Document segment Block Start

Shifting patient experiences with SDOH in mind
For many patients, it takes a human, social, and medical connection to address the root cause of their most prominent challenges. That’s why we prioritize finding patients who may be at risk for ER visits over the weekend every Thursday – that narrow window of opportunity enables us to prevent acute care visits because we’re reaching them at the critical moment when they need us most.
To many patients, that “critical moment” may not seem like it has much to do with healthcare at first. In Washington state, Waymark CHWs sometimes connect with patients receiving Medicaid following a period of incarceration. Sure, healthcare may be the last thing on their minds at the moment, but we know that they may only have 10-14 days’ worth of prescriptions in their bags, meaning that their risk is rising by the moment (indeed, a classic article in The New England Journal of Medicine shows a spike in their risk of death two weeks after release from incarceration). For the Waymark team, this is the opportunity to meet people where they are and offer connections to resources before their care needs become acute.
Our approach also ensures we can get ahead of patient concerns that prevent them from accessing care. For example, our pharmacy team proactively contacted patients to find an effective substitute for their asthma medication after a key inhaler was discontinued from the market. In Virginia, CHWs connect patients with toll relief resources if toll costs represent a financial barrier to receiving care. Because our teams live in the same communities as our patients, they understand the structural and systemic barriers to care in their communities which many organizations aren’t designed to address. This hyperlocal knowledge is critical in helping us engage rising risk patients before they become “high cost claimants” or “high utilizers,” after which – according to several randomized trials – interventions have unfortunately had more limited success.

Document segment Block End
Exercise data Block Start

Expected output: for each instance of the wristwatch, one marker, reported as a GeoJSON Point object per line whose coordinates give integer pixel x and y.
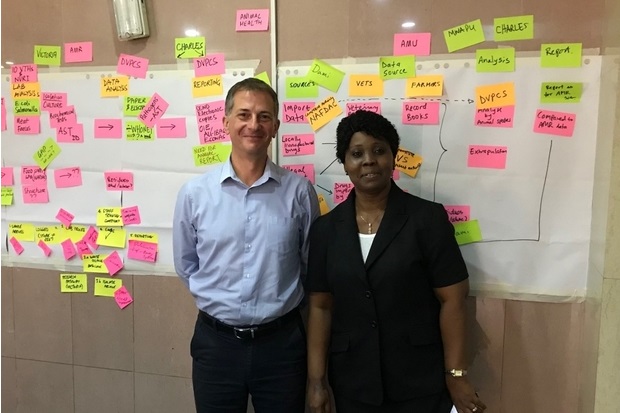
{"type": "Point", "coordinates": [457, 372]}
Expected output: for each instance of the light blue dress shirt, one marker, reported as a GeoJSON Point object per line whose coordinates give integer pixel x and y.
{"type": "Point", "coordinates": [242, 251]}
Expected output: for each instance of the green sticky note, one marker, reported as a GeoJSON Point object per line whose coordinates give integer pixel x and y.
{"type": "Point", "coordinates": [513, 28]}
{"type": "Point", "coordinates": [46, 153]}
{"type": "Point", "coordinates": [560, 92]}
{"type": "Point", "coordinates": [325, 75]}
{"type": "Point", "coordinates": [133, 105]}
{"type": "Point", "coordinates": [301, 87]}
{"type": "Point", "coordinates": [189, 47]}
{"type": "Point", "coordinates": [138, 131]}
{"type": "Point", "coordinates": [27, 107]}
{"type": "Point", "coordinates": [560, 55]}
{"type": "Point", "coordinates": [105, 287]}
{"type": "Point", "coordinates": [495, 60]}
{"type": "Point", "coordinates": [396, 67]}
{"type": "Point", "coordinates": [463, 36]}
{"type": "Point", "coordinates": [264, 77]}
{"type": "Point", "coordinates": [7, 195]}
{"type": "Point", "coordinates": [47, 55]}
{"type": "Point", "coordinates": [467, 232]}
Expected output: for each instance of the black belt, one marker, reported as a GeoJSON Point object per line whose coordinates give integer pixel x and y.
{"type": "Point", "coordinates": [252, 331]}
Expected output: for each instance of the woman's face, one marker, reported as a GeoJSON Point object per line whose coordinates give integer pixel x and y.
{"type": "Point", "coordinates": [369, 162]}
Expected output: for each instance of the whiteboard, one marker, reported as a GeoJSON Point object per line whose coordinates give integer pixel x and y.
{"type": "Point", "coordinates": [534, 215]}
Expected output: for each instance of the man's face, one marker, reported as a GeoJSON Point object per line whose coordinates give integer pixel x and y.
{"type": "Point", "coordinates": [251, 123]}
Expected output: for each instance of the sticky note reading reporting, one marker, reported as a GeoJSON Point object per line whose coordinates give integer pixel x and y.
{"type": "Point", "coordinates": [467, 232]}
{"type": "Point", "coordinates": [326, 75]}
{"type": "Point", "coordinates": [560, 92]}
{"type": "Point", "coordinates": [396, 67]}
{"type": "Point", "coordinates": [560, 55]}
{"type": "Point", "coordinates": [365, 85]}
{"type": "Point", "coordinates": [483, 156]}
{"type": "Point", "coordinates": [465, 35]}
{"type": "Point", "coordinates": [408, 162]}
{"type": "Point", "coordinates": [513, 28]}
{"type": "Point", "coordinates": [495, 60]}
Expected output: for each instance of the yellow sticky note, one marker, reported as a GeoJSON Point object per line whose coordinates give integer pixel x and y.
{"type": "Point", "coordinates": [560, 55]}
{"type": "Point", "coordinates": [109, 217]}
{"type": "Point", "coordinates": [365, 85]}
{"type": "Point", "coordinates": [427, 85]}
{"type": "Point", "coordinates": [321, 114]}
{"type": "Point", "coordinates": [211, 154]}
{"type": "Point", "coordinates": [408, 162]}
{"type": "Point", "coordinates": [26, 90]}
{"type": "Point", "coordinates": [396, 67]}
{"type": "Point", "coordinates": [323, 207]}
{"type": "Point", "coordinates": [112, 237]}
{"type": "Point", "coordinates": [513, 28]}
{"type": "Point", "coordinates": [105, 287]}
{"type": "Point", "coordinates": [21, 231]}
{"type": "Point", "coordinates": [94, 263]}
{"type": "Point", "coordinates": [73, 283]}
{"type": "Point", "coordinates": [467, 232]}
{"type": "Point", "coordinates": [207, 86]}
{"type": "Point", "coordinates": [492, 96]}
{"type": "Point", "coordinates": [115, 86]}
{"type": "Point", "coordinates": [46, 153]}
{"type": "Point", "coordinates": [50, 234]}
{"type": "Point", "coordinates": [7, 195]}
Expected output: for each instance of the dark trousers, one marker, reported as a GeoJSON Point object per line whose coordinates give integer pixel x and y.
{"type": "Point", "coordinates": [271, 368]}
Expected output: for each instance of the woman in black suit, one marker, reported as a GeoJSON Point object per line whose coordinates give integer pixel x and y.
{"type": "Point", "coordinates": [388, 287]}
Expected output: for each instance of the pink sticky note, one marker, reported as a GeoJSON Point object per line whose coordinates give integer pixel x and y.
{"type": "Point", "coordinates": [295, 112]}
{"type": "Point", "coordinates": [53, 100]}
{"type": "Point", "coordinates": [554, 123]}
{"type": "Point", "coordinates": [78, 52]}
{"type": "Point", "coordinates": [500, 117]}
{"type": "Point", "coordinates": [70, 133]}
{"type": "Point", "coordinates": [369, 106]}
{"type": "Point", "coordinates": [65, 217]}
{"type": "Point", "coordinates": [82, 247]}
{"type": "Point", "coordinates": [7, 176]}
{"type": "Point", "coordinates": [141, 250]}
{"type": "Point", "coordinates": [108, 128]}
{"type": "Point", "coordinates": [211, 64]}
{"type": "Point", "coordinates": [481, 156]}
{"type": "Point", "coordinates": [113, 263]}
{"type": "Point", "coordinates": [33, 194]}
{"type": "Point", "coordinates": [27, 125]}
{"type": "Point", "coordinates": [24, 73]}
{"type": "Point", "coordinates": [457, 213]}
{"type": "Point", "coordinates": [306, 170]}
{"type": "Point", "coordinates": [91, 237]}
{"type": "Point", "coordinates": [46, 250]}
{"type": "Point", "coordinates": [68, 249]}
{"type": "Point", "coordinates": [17, 247]}
{"type": "Point", "coordinates": [132, 66]}
{"type": "Point", "coordinates": [418, 44]}
{"type": "Point", "coordinates": [130, 215]}
{"type": "Point", "coordinates": [302, 144]}
{"type": "Point", "coordinates": [153, 110]}
{"type": "Point", "coordinates": [122, 297]}
{"type": "Point", "coordinates": [118, 181]}
{"type": "Point", "coordinates": [255, 20]}
{"type": "Point", "coordinates": [341, 191]}
{"type": "Point", "coordinates": [420, 113]}
{"type": "Point", "coordinates": [171, 128]}
{"type": "Point", "coordinates": [67, 177]}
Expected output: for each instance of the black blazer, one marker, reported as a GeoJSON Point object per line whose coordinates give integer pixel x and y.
{"type": "Point", "coordinates": [385, 338]}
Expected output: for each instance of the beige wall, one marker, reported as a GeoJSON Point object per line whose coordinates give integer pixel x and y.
{"type": "Point", "coordinates": [80, 353]}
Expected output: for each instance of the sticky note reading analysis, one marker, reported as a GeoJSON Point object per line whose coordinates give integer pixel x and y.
{"type": "Point", "coordinates": [465, 35]}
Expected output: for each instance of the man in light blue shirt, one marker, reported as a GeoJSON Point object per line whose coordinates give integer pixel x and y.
{"type": "Point", "coordinates": [240, 240]}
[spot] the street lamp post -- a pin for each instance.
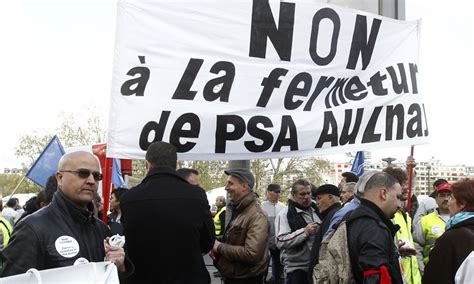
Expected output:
(428, 168)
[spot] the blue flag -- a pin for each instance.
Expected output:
(358, 165)
(47, 162)
(117, 178)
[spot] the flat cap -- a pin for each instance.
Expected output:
(327, 188)
(243, 175)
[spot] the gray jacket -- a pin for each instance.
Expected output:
(272, 210)
(288, 242)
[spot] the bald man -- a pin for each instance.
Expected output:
(65, 232)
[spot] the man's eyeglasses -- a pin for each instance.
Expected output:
(84, 173)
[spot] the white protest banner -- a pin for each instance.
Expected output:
(262, 79)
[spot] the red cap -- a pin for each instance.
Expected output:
(444, 186)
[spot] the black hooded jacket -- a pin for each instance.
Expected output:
(168, 226)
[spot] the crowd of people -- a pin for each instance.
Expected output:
(364, 222)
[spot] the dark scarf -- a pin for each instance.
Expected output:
(80, 214)
(295, 220)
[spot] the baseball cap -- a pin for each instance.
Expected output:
(327, 188)
(360, 185)
(274, 187)
(444, 186)
(242, 174)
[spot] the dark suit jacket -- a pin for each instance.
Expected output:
(168, 226)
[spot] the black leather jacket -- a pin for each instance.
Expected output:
(55, 236)
(371, 243)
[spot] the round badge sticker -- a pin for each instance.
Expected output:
(436, 230)
(67, 246)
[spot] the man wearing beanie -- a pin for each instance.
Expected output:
(328, 202)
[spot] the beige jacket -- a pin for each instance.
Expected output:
(244, 251)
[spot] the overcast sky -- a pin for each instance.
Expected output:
(56, 56)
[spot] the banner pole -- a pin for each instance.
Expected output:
(410, 179)
(17, 186)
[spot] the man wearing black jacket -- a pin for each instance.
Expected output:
(374, 256)
(65, 232)
(167, 223)
(328, 202)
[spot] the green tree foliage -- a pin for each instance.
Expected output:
(8, 182)
(71, 132)
(211, 173)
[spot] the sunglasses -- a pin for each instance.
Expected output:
(84, 173)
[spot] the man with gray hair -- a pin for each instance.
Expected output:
(242, 255)
(351, 205)
(374, 255)
(295, 228)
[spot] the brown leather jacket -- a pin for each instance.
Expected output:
(244, 251)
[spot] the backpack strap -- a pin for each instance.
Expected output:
(6, 227)
(384, 274)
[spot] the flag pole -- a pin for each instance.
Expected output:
(17, 186)
(410, 179)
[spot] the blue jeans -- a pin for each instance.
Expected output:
(297, 277)
(277, 268)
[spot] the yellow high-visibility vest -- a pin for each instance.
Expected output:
(217, 221)
(7, 229)
(411, 272)
(433, 227)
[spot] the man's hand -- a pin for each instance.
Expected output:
(216, 245)
(115, 255)
(405, 251)
(311, 228)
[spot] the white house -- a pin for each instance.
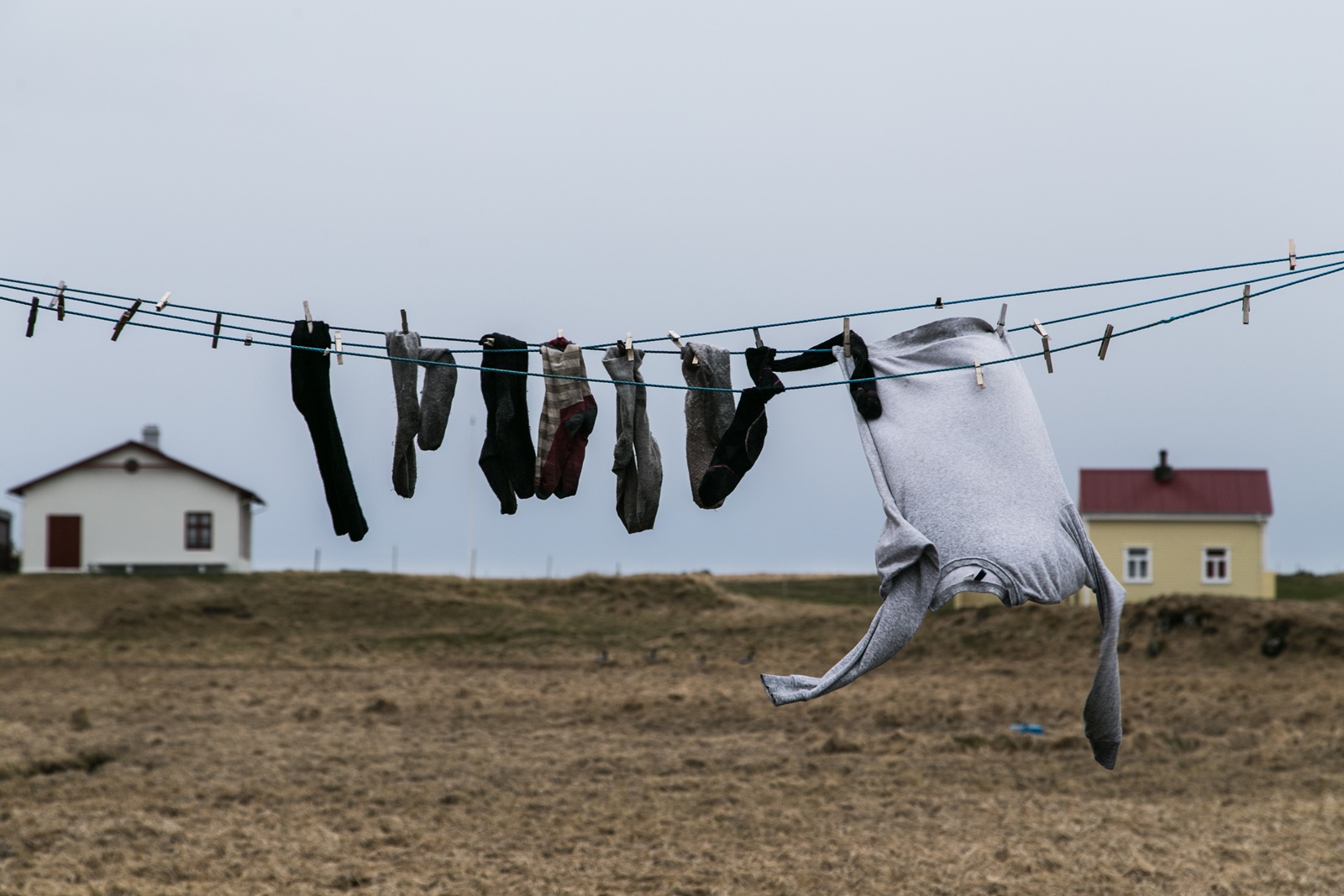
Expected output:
(134, 510)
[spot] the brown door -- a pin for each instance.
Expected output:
(62, 543)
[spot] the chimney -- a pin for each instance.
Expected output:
(1163, 472)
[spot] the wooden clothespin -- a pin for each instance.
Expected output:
(125, 318)
(676, 340)
(1045, 344)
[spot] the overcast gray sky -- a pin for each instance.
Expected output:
(611, 167)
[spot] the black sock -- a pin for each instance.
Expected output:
(508, 458)
(745, 437)
(864, 394)
(309, 380)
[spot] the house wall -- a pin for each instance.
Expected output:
(1178, 553)
(134, 517)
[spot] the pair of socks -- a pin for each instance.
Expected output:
(309, 380)
(569, 414)
(638, 463)
(707, 414)
(507, 456)
(418, 419)
(864, 392)
(741, 443)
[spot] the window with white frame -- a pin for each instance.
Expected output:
(1139, 564)
(1216, 567)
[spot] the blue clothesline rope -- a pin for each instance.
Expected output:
(1015, 329)
(76, 295)
(1331, 269)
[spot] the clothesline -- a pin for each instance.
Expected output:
(1299, 278)
(78, 295)
(1015, 329)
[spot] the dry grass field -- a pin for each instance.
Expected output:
(349, 732)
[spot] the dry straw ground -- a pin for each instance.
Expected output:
(318, 734)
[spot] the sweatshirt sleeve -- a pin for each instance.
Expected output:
(897, 621)
(1101, 712)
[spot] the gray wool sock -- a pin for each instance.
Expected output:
(418, 419)
(405, 376)
(638, 463)
(436, 396)
(707, 414)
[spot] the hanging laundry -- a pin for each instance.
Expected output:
(741, 443)
(974, 503)
(423, 418)
(862, 387)
(507, 456)
(745, 438)
(309, 379)
(569, 414)
(707, 414)
(638, 463)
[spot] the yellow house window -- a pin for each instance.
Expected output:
(1216, 566)
(1139, 564)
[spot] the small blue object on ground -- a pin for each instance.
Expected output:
(1027, 730)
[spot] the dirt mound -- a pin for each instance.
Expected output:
(1229, 627)
(694, 593)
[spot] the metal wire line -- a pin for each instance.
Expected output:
(705, 389)
(76, 296)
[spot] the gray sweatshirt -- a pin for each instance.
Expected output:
(974, 503)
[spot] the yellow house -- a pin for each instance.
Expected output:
(1168, 531)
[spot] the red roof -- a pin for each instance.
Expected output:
(1230, 492)
(168, 461)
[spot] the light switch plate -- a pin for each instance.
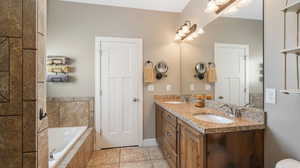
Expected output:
(169, 88)
(192, 87)
(270, 95)
(150, 88)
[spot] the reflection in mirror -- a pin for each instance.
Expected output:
(200, 69)
(232, 52)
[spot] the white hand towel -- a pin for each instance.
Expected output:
(288, 163)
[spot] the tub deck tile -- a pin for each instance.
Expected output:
(131, 157)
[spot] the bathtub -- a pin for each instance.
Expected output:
(61, 141)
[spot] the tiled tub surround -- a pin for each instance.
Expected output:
(80, 152)
(251, 119)
(61, 140)
(70, 112)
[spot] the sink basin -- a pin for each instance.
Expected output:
(174, 102)
(213, 118)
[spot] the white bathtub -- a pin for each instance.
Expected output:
(61, 141)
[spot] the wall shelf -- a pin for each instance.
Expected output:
(294, 7)
(291, 51)
(290, 91)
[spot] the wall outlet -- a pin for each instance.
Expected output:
(150, 88)
(169, 88)
(207, 87)
(270, 96)
(192, 87)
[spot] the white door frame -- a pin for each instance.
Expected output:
(98, 112)
(246, 47)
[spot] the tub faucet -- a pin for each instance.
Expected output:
(51, 155)
(234, 111)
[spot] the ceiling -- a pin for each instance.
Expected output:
(253, 11)
(158, 5)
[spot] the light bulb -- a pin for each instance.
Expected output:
(177, 37)
(195, 35)
(231, 10)
(221, 2)
(201, 31)
(181, 33)
(185, 29)
(211, 7)
(243, 3)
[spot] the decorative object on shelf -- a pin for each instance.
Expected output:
(58, 78)
(200, 69)
(58, 69)
(161, 69)
(231, 6)
(188, 31)
(58, 60)
(149, 75)
(293, 8)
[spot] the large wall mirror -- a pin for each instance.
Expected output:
(231, 52)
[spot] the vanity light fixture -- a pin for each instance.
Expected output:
(188, 31)
(217, 6)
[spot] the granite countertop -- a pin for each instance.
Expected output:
(186, 111)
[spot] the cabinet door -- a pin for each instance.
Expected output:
(159, 125)
(191, 152)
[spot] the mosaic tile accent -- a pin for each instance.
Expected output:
(4, 54)
(67, 112)
(4, 87)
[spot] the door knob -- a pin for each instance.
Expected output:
(135, 99)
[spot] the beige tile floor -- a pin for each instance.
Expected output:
(130, 157)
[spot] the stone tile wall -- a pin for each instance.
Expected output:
(69, 112)
(23, 137)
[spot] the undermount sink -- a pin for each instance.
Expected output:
(174, 102)
(213, 118)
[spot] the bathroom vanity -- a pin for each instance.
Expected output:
(188, 142)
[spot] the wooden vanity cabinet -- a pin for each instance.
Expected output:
(159, 122)
(191, 147)
(185, 147)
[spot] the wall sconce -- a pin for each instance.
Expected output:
(188, 31)
(217, 6)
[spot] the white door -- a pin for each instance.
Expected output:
(231, 61)
(121, 97)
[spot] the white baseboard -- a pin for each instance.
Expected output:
(149, 142)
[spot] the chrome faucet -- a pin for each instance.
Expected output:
(234, 111)
(185, 98)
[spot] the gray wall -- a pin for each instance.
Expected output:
(225, 30)
(194, 11)
(282, 135)
(72, 28)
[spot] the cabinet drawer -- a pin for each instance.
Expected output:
(170, 156)
(170, 135)
(170, 118)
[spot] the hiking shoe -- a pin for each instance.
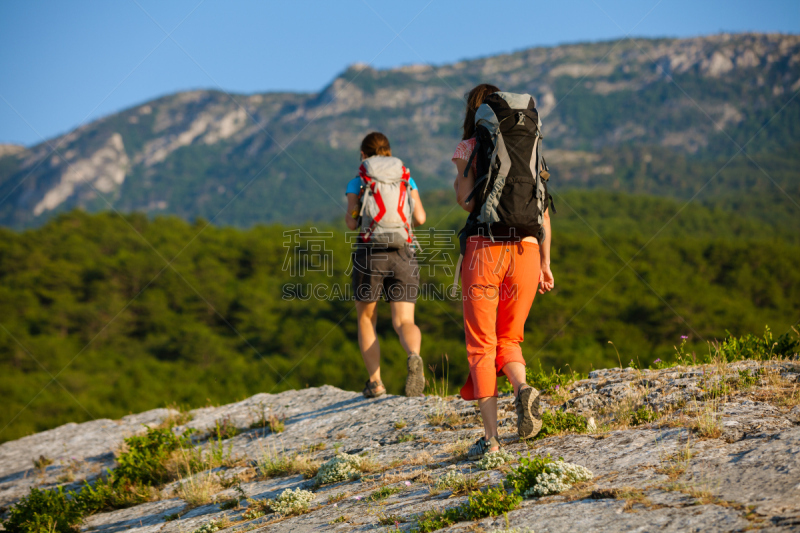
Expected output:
(482, 447)
(529, 421)
(373, 389)
(415, 380)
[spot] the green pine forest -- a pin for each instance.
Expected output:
(109, 315)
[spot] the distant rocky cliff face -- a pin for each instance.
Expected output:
(206, 153)
(703, 448)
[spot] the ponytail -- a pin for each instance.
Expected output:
(376, 143)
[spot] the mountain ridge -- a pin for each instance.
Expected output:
(192, 153)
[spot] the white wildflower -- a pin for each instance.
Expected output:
(494, 459)
(340, 468)
(558, 477)
(208, 527)
(292, 502)
(451, 480)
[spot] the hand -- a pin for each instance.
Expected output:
(546, 281)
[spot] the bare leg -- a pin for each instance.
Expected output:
(368, 339)
(515, 372)
(488, 408)
(407, 330)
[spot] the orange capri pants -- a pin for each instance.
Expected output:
(499, 282)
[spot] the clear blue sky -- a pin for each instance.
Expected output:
(63, 63)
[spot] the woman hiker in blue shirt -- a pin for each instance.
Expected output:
(392, 272)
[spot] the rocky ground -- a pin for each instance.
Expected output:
(723, 454)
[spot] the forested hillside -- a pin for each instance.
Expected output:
(712, 116)
(92, 301)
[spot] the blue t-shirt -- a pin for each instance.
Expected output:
(354, 185)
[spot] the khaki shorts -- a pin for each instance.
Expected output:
(391, 273)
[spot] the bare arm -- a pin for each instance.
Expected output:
(462, 185)
(352, 205)
(546, 281)
(419, 211)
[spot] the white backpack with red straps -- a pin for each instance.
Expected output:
(386, 204)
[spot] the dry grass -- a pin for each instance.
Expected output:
(368, 465)
(276, 464)
(442, 417)
(457, 449)
(391, 478)
(705, 421)
(199, 489)
(421, 458)
(632, 497)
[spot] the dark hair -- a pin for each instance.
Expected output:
(376, 143)
(474, 100)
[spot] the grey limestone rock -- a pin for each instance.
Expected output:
(665, 475)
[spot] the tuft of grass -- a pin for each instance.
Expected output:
(557, 422)
(225, 429)
(333, 498)
(441, 417)
(53, 511)
(553, 382)
(277, 465)
(199, 489)
(458, 449)
(705, 421)
(390, 520)
(480, 504)
(383, 493)
(643, 415)
(317, 447)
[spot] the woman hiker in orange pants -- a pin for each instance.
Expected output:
(499, 283)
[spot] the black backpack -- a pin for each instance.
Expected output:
(511, 178)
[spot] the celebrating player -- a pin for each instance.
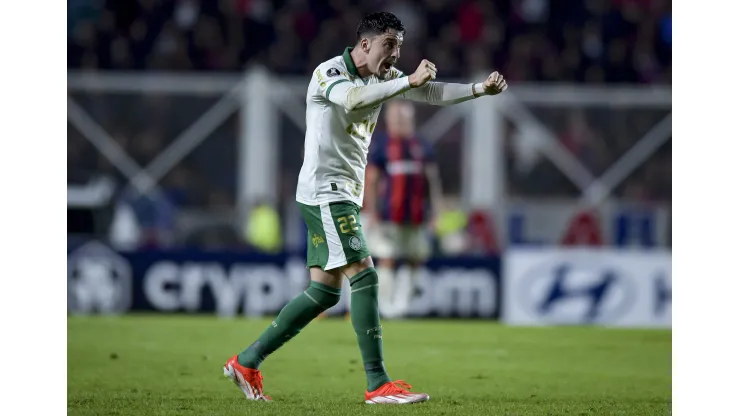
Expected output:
(343, 103)
(401, 179)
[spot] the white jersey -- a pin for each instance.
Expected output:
(337, 139)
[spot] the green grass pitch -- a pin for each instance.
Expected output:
(171, 365)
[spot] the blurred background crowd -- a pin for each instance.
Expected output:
(594, 42)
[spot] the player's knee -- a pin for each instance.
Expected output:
(325, 296)
(367, 277)
(357, 267)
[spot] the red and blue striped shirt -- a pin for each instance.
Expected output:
(403, 197)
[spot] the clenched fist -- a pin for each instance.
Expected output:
(426, 72)
(494, 84)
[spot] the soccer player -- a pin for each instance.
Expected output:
(402, 179)
(343, 103)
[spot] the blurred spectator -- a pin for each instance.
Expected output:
(598, 41)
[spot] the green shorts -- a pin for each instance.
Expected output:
(335, 236)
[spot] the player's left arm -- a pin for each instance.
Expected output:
(444, 93)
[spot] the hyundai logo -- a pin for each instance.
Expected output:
(577, 292)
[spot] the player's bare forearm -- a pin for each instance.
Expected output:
(444, 93)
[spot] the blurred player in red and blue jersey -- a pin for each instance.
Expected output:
(403, 193)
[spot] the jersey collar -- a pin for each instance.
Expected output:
(351, 67)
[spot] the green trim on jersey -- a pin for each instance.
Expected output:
(351, 67)
(328, 90)
(335, 236)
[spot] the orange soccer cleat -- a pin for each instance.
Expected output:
(248, 380)
(394, 392)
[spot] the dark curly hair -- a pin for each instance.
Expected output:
(378, 23)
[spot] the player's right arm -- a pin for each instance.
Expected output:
(335, 86)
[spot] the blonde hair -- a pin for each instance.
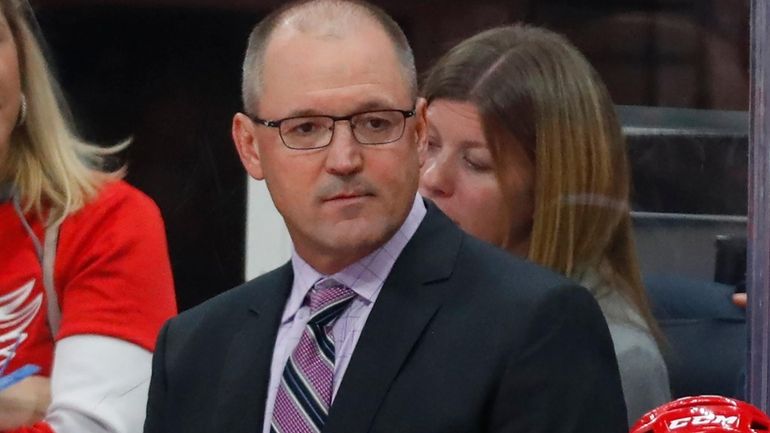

Exercise data Block End

(Requirement 1) According to the SDOH and patient care text, what do CHWs in Virginia connect patients with when toll costs are a financial barrier to care?
(Requirement 2) Resume the text about SDOH and patient care, starting after its final sentence.
The rows have no connection to the text about SDOH and patient care.

(Task response 1) They connect patients with toll relief resources.

(Task response 2)
Redefining AI’s role in patient experience
When many professionals in the healthcare space consider the implications of AI, they often point to instances that could replace human interaction with automation. While that’s certainly one way to augment healthcare with AI, Waymark’s approach posits a different perspective: AI is a tool to automate repetitive tasks to leave as much time and bandwidth as possible for our care teams to engage meaningfully with patients.
Our approach to AI and ML is focused on reducing administrative work so that our care teams can spend more time listening and responding to patients and their concerns, problem-solving with them and helping them achieve their goals. Our AI technology integrates a human-in-the-loop approach to ensure our care workers are able to provide recommendations for modifying our AI algorithms to reflect the rapidly changing needs of our patients. Waymark’s partnerships with PCPs underscore this focus.
Ultimately, our model is centered around a deep human understanding of our patients’ stories and the challenges they’re facing — and this focus informs how we reach, engage, and interact with them at critical moments in their lives.